• **Kaynak Metin**
···

Hâkka Sûresi 12. Ayet

لِنَجْعَلَهَا لَكُمْ تَذْكِرَةً وَتَعِيَهَٓا اُذُنٌ وَاعِيَةٌ  ...

Şüphesiz, (Nûh zamanında) su bastığı vakit, sizi gemide biz taşıdık ki, bu olayı sizin için bir uyarı yapalım ve belleyecek kulaklar da onu bellesin.  (11 - 12. Ayetler Meali)
 
Sıra Kelime Anlamı Kökü
1 لِنَجْعَلَهَا onu yapalım diye ج ع ل
2 لَكُمْ size
3 تَذْكِرَةً bir ibret ذ ك ر
4 وَتَعِيَهَا ve onu bellesin و ع ي
5 أُذُنٌ kulak(lar) ا ذ ن
6 وَاعِيَةٌ belleyen و ع ي
 

Firavun’dan maksat, Hz. Mûsâ zamanındaki Mısır kralıdır (İbn Âşûr, XXIX, 120; Firavun ve kavmi hakkında bilgi için bk. A‘râf 7/103 vd.). “Ondan öncekiler” tamlaması ise genel bir ifade olup Firavun’a kadar gelmiş geçmiş ve isyanları sebebiyle helâk olmuş kavimleri kapsamaktadır. Yukarıda geçen Âd ve Semûd kavimleri de bu grubun içinde yer alır. Altı üstüne getirilen şehirler ise Lût aleyhisselâmın peygamber olarak gönderildiği Sodom ve Gomore olarak yorumlanmıştır (bk. A‘râf 7/80-84; Hûd 11/77-83). İşte bu kavimlerin her biri kendi peygamberine isyan edip onu yalancılıkla itham ettikleri için ayrı ayrı şiddetli cezalara mâruz kalmışlardır. 10. âyetteki “resul” kelimesinin tekil olması her bir kavme gönderilmiş olan ayrı bir peygamberi ifade eder (İbn Âşûr, XXIX, 122).

···

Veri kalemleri
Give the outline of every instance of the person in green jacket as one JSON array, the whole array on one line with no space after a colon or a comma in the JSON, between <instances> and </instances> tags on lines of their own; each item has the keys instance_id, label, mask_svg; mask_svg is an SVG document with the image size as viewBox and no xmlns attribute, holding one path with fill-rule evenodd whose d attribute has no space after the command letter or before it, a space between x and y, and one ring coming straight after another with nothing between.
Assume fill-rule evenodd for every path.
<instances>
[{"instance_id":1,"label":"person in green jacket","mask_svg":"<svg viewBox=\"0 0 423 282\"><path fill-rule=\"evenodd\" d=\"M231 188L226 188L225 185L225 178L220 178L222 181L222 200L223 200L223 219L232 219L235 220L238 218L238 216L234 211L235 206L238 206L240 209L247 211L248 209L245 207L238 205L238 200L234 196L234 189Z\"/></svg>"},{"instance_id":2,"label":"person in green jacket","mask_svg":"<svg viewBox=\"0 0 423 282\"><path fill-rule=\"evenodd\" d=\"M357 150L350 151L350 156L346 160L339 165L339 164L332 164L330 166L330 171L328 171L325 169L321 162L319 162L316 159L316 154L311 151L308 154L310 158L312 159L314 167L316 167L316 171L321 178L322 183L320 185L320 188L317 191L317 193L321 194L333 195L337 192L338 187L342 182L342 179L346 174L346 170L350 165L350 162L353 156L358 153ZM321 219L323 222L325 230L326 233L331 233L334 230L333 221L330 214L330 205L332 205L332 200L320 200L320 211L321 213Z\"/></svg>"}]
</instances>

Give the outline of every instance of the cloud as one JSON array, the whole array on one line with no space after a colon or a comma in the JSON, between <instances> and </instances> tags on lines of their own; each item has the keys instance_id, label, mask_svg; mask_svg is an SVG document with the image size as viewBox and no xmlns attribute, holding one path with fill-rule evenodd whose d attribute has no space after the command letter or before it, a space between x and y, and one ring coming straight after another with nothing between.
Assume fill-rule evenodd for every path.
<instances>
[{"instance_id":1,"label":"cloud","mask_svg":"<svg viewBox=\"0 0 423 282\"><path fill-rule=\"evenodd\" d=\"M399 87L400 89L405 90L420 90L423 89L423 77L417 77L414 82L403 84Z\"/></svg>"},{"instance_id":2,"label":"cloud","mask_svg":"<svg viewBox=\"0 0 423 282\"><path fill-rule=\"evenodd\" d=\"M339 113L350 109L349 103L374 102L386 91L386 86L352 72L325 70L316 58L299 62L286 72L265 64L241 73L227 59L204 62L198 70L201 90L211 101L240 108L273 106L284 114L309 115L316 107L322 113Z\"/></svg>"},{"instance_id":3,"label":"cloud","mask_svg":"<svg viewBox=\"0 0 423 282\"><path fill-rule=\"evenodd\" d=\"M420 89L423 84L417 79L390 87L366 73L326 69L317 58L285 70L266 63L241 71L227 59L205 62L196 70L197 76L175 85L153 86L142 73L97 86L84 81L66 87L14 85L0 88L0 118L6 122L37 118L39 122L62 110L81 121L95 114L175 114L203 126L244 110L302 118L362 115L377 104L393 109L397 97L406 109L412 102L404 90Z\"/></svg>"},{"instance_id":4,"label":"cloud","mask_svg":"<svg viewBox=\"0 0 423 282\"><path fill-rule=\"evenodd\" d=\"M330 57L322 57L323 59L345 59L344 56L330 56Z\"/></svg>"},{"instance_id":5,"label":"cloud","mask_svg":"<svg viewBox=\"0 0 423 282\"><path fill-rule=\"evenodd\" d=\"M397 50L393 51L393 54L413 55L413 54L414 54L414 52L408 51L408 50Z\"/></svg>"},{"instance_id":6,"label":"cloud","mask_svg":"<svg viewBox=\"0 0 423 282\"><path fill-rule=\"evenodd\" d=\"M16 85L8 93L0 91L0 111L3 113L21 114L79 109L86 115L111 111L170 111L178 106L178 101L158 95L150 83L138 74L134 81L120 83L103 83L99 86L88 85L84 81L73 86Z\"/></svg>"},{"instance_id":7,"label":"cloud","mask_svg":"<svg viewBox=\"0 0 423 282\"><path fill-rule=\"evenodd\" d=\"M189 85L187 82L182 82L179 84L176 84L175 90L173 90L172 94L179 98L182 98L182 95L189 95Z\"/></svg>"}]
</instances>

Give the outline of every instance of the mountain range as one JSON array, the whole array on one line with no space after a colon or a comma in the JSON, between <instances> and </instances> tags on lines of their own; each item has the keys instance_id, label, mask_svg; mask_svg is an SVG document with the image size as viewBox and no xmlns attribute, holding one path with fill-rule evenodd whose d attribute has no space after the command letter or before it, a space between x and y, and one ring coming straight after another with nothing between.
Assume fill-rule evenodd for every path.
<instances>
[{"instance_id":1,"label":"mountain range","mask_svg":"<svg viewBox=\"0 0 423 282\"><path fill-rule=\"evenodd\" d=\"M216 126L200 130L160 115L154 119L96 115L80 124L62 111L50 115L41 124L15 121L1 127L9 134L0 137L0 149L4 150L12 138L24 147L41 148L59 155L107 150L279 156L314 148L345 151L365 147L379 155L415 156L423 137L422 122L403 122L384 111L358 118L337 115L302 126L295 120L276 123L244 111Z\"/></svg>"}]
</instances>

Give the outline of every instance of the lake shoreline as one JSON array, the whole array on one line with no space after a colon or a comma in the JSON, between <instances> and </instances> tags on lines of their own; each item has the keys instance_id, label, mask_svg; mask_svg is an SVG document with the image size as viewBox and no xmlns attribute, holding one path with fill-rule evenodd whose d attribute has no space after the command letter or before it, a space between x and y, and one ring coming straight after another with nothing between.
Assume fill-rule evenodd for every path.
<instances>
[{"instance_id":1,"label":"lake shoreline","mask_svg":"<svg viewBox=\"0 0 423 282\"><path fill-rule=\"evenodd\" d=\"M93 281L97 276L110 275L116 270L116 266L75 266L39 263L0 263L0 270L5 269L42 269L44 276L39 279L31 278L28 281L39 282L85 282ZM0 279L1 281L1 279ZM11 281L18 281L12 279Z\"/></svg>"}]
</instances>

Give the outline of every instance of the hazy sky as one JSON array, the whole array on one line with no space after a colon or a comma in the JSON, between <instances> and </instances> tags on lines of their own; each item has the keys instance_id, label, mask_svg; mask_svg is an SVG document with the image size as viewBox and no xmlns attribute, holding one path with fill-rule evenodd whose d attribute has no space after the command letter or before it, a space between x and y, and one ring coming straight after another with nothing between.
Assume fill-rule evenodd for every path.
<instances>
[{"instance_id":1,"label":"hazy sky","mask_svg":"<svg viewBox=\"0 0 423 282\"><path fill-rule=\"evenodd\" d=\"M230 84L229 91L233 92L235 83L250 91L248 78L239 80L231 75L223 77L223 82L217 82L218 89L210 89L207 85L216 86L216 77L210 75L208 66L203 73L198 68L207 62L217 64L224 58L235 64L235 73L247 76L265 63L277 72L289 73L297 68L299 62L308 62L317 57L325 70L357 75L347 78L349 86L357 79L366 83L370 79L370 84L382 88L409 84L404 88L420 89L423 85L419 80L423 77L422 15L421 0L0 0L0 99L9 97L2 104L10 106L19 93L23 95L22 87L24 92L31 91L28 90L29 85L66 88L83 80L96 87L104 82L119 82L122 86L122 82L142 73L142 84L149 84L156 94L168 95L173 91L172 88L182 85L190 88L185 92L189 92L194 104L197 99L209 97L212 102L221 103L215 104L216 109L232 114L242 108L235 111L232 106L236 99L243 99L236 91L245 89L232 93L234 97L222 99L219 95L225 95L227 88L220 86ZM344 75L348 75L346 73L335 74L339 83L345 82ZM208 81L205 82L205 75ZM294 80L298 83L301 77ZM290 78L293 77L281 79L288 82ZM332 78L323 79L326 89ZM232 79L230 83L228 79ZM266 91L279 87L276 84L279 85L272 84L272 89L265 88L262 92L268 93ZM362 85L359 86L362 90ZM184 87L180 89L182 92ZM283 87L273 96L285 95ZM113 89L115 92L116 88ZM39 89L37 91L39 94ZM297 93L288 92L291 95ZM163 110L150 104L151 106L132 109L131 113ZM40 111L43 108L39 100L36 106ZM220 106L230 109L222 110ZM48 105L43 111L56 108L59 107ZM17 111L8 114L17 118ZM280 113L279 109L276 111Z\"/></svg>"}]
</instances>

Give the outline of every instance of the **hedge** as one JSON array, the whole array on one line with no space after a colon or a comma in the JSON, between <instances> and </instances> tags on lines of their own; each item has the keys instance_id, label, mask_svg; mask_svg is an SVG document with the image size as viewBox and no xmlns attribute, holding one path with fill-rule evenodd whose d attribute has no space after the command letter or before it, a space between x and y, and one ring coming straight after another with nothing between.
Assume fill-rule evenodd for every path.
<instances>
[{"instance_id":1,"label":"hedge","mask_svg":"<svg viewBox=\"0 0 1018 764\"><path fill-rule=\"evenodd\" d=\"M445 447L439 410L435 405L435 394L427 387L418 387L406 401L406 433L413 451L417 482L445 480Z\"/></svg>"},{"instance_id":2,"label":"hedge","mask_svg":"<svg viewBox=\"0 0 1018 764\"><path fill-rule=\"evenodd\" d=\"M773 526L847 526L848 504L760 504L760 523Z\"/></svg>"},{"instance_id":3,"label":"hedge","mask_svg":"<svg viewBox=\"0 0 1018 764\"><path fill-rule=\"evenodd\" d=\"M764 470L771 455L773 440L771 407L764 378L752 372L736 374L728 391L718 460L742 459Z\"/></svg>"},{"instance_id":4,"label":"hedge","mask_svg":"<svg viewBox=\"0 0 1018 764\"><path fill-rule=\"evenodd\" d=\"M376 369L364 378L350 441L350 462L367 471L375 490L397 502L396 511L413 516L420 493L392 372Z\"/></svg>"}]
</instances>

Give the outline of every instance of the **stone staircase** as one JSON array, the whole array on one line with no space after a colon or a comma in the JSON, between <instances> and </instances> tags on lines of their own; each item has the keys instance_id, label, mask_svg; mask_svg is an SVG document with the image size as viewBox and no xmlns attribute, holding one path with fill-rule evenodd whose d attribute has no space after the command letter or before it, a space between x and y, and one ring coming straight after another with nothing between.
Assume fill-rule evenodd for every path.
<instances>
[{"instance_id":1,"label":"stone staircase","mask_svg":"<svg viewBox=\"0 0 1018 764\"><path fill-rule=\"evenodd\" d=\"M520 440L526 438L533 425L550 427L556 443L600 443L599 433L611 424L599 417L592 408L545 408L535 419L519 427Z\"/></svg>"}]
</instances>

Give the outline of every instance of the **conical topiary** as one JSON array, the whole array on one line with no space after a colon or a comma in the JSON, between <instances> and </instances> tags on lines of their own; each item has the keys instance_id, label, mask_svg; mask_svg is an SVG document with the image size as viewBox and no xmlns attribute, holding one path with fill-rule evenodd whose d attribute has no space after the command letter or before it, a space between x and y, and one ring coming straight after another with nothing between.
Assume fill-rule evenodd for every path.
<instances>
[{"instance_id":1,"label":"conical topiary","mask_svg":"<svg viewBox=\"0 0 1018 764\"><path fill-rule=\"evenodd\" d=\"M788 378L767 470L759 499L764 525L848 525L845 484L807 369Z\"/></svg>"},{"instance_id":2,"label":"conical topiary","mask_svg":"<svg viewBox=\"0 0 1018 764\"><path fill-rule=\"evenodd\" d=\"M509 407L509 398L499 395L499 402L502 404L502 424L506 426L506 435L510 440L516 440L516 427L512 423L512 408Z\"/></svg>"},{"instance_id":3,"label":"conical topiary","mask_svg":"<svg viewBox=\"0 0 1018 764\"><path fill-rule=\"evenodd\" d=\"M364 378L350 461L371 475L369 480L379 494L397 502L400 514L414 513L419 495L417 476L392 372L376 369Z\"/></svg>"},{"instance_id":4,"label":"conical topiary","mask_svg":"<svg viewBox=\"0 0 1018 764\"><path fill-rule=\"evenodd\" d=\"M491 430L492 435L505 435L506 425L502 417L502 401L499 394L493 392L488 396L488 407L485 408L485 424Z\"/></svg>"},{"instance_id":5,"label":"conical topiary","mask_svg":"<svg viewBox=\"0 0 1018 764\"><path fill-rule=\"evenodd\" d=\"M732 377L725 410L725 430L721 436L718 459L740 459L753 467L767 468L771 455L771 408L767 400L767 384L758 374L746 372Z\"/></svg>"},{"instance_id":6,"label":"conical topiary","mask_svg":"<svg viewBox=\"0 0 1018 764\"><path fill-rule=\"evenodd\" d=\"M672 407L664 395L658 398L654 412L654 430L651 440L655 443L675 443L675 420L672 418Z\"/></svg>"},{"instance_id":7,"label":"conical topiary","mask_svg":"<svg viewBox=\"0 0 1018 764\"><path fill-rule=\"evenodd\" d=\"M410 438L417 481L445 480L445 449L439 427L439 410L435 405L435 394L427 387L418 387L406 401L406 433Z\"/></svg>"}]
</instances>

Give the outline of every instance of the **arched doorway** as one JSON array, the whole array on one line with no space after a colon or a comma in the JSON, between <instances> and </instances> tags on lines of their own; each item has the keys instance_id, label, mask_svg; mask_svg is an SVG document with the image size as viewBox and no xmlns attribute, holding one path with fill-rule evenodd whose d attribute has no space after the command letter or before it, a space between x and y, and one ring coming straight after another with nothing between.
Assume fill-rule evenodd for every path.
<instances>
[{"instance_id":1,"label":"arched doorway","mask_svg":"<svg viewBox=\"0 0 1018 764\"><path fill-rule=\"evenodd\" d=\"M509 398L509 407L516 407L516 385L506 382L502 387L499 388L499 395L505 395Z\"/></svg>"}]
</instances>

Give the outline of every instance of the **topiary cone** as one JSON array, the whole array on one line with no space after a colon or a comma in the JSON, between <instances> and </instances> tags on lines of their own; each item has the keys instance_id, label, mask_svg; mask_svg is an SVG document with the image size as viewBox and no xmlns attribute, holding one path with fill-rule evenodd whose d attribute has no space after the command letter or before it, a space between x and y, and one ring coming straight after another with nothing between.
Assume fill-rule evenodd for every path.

···

• **Ne Yapılacak**
Kaynak metne göre altı üstüne getirilen şehirler hangi şehirler olarak yorumlanmıştır? Satırlar, kaynak metinden ayrı duran bir malzemedir.

• **Göreve Yanıt**
Sodom ve Gomore olarak yorumlanmıştır.